Given information:
********

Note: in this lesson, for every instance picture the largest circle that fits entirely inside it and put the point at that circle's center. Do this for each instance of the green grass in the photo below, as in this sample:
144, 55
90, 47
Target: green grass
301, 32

********

What you will do:
Please rewrite every line of the items above, requests included, scaling each coordinate in the answers by 1.8 and rounding to the nearest whole number, with halves rounded up. Leave every number in the requests and their sample coordinates unchanged.

Task result:
Note: in this lesson, for every instance picture the largest circle that fits entirely inside it and put the point at that circle's center. Do this for each instance of the green grass in the photo below, as in this sample:
144, 55
90, 47
Target: green grass
542, 58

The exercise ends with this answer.